Document text:

Brief abstracts (supplied by the BAAL Abstract-Abstracting Service)

(BAAL Newsletter Summer 1991)

450-11 Aligote, Carlos and Colophon, Eulalia. Interlanguage in MA students. South Shields Journal of Prophylactic Linguistics, 22.3 (2004). Utterances of Applied Linguistics students can be sited along a continuum running from pure L1 forms (e.g. We have to teach them to understand English) to pure TL forms (e.g. Our prime pedagogic task is to foster strategies which will enhance learners’ capacity to attend to the pragmatic communicative semiotic macro-content). The paper offers a choice of five models to account for non-systematic variability in the data, treating L1, IL and TL as hierarchically independent semipermeable systems in each case.

Work instructions:
A - From the abstract above, write out the stretch from "Brief abstracts (supplied" through "in each case.".
B - Does the abstract support each statement below? Give yes or no for each, with the deciding words from the abstract quoted exactly.
(i) The abstract appeared in the BAAL Newsletter of Summer 1991.
(ii) The paper offers a choice of three models.
(iii) The utterances studied are those of Applied Linguistics students.
C - Answer these questions using the abstract above.
(i) Which service supplied the abstracts?
(ii) In which journal did the paper appear?
(iii) How does the paper treat L1, IL and TL?

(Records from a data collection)
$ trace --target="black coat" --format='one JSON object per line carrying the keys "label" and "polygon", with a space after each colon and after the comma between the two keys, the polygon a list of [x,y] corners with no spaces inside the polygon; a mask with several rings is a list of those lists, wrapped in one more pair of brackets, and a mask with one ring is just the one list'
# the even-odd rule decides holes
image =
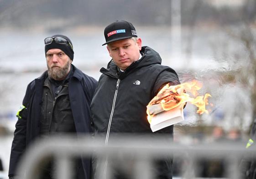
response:
{"label": "black coat", "polygon": [[[171,68],[161,65],[156,51],[147,46],[141,51],[141,59],[134,62],[124,72],[119,72],[111,60],[107,68],[102,68],[91,109],[95,137],[103,136],[106,143],[115,133],[136,133],[157,135],[167,134],[172,141],[173,126],[153,133],[147,120],[146,106],[163,85],[180,84],[178,76]],[[99,109],[100,109],[99,110]],[[172,161],[165,163],[162,171],[172,178]],[[167,169],[165,172],[164,169]]]}
{"label": "black coat", "polygon": [[[70,105],[78,133],[90,133],[92,132],[89,106],[97,85],[94,78],[83,73],[73,65],[73,76],[69,82],[68,93]],[[43,83],[47,77],[45,72],[27,86],[22,105],[26,108],[20,113],[14,132],[10,157],[9,176],[16,174],[17,163],[26,147],[39,135],[41,102]],[[84,172],[86,176],[79,179],[89,179],[90,162],[83,160]]]}

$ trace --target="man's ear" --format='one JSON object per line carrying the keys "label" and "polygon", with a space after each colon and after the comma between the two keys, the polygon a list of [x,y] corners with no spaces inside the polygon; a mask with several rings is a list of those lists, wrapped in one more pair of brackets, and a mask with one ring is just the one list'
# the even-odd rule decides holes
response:
{"label": "man's ear", "polygon": [[109,47],[109,46],[107,46],[107,49],[108,49],[108,51],[109,51],[109,54],[110,54],[110,57],[112,57],[112,55],[111,55],[111,52],[110,52],[110,47]]}
{"label": "man's ear", "polygon": [[141,50],[141,46],[142,46],[142,41],[141,40],[141,38],[139,38],[139,37],[137,39],[137,41],[136,42],[136,43],[138,45],[138,46],[139,46],[139,49],[140,49],[140,50]]}

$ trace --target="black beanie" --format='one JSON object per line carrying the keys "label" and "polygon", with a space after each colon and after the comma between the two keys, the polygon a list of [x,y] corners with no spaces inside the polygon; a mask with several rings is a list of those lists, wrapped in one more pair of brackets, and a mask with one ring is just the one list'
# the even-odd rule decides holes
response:
{"label": "black beanie", "polygon": [[[68,37],[67,36],[63,36],[63,35],[55,35],[54,36],[52,36],[52,37],[56,37],[57,36],[60,36],[64,38],[66,40],[68,41],[68,42],[71,44],[72,47],[73,46],[73,45],[72,44],[72,42],[71,42],[71,41]],[[46,56],[46,52],[50,49],[52,49],[53,48],[57,48],[58,49],[60,49],[68,56],[70,59],[73,61],[73,59],[74,58],[74,51],[70,46],[69,44],[60,44],[55,42],[55,41],[53,41],[52,42],[50,43],[50,44],[46,45],[45,46],[45,56]]]}

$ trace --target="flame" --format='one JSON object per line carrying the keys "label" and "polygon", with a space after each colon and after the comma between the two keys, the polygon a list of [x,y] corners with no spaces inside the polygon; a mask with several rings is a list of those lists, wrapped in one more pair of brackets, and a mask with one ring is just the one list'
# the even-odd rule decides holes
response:
{"label": "flame", "polygon": [[[204,113],[209,113],[205,106],[208,105],[208,98],[211,97],[209,93],[203,96],[199,96],[198,91],[202,87],[201,83],[193,80],[176,86],[170,86],[167,84],[158,92],[148,103],[147,107],[150,106],[161,104],[162,109],[168,111],[177,107],[182,103],[189,102],[198,107],[197,113],[202,114]],[[188,93],[190,93],[193,97]],[[150,123],[153,115],[150,115],[147,110],[147,119]]]}

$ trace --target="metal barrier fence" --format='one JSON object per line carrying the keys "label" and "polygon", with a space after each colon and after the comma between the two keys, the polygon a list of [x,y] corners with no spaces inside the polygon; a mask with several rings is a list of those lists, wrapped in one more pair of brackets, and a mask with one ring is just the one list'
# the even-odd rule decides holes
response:
{"label": "metal barrier fence", "polygon": [[109,161],[113,159],[118,161],[117,165],[120,167],[127,166],[126,162],[132,158],[133,171],[130,171],[133,174],[132,178],[152,179],[154,174],[150,169],[152,159],[168,156],[182,158],[186,161],[186,164],[181,166],[183,172],[180,178],[196,178],[195,174],[199,167],[195,164],[197,160],[219,159],[227,161],[225,167],[228,171],[228,178],[241,179],[238,169],[240,159],[256,154],[255,147],[246,149],[244,143],[186,146],[167,142],[166,139],[162,137],[152,138],[146,136],[122,136],[112,139],[107,146],[102,139],[92,139],[88,136],[63,136],[37,141],[28,148],[21,160],[18,168],[19,176],[26,174],[26,179],[37,179],[39,176],[38,167],[42,161],[49,156],[53,156],[56,162],[57,178],[70,179],[74,172],[72,159],[93,154],[101,159],[98,170],[100,179],[113,178],[111,172],[113,166],[110,165],[107,168],[110,172],[104,175],[106,157]]}

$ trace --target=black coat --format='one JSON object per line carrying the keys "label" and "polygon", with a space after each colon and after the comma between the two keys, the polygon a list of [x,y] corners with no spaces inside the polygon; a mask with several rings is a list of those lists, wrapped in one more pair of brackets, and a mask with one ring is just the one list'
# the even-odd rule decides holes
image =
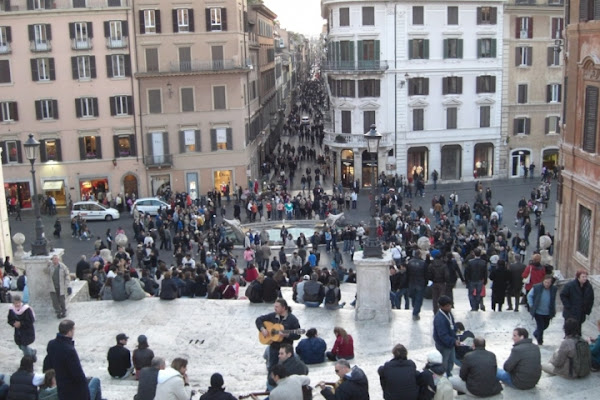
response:
{"label": "black coat", "polygon": [[385,400],[417,400],[417,366],[412,360],[393,359],[377,370]]}
{"label": "black coat", "polygon": [[75,342],[61,334],[48,342],[44,367],[56,371],[56,386],[60,400],[90,400],[87,379],[75,350]]}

Results for the exercise:
A -
Brief abstracts (supplied by the BAAL Abstract-Abstracting Service)

(BAAL Newsletter Summer 1991)

450-11 Aligote, Carlos and Colophon, Eulalia. Interlanguage in MA students. South Shields Journal of Prophylactic Linguistics, 22.3 (2004). Utterances of Applied Linguistics students can be sited along a continuum running from pure L1 forms (e.g. We have to teach them to understand English) to pure TL forms (e.g. Our prime pedagogic task is to foster strategies which will enhance learners’ capacity to attend to the pragmatic communicative semiotic macro-content). The paper offers a choice of five models to account for non-systematic variability in the data, treating L1, IL and TL as hierarchically independent semipermeable systems in each case.

B -
(i) Yes: "(BAAL Newsletter Summer 1991)"
(ii) No: "The paper offers a choice of five models to account for non-systematic variability in the data"
(iii) Yes: "Utterances of Applied Linguistics students"

C -
(i) The BAAL Abstract-Abstracting Service
(ii) South Shields Journal of Prophylactic Linguistics, 22.3 (2004)
(iii) As hierarchically independent semipermeable systems in each case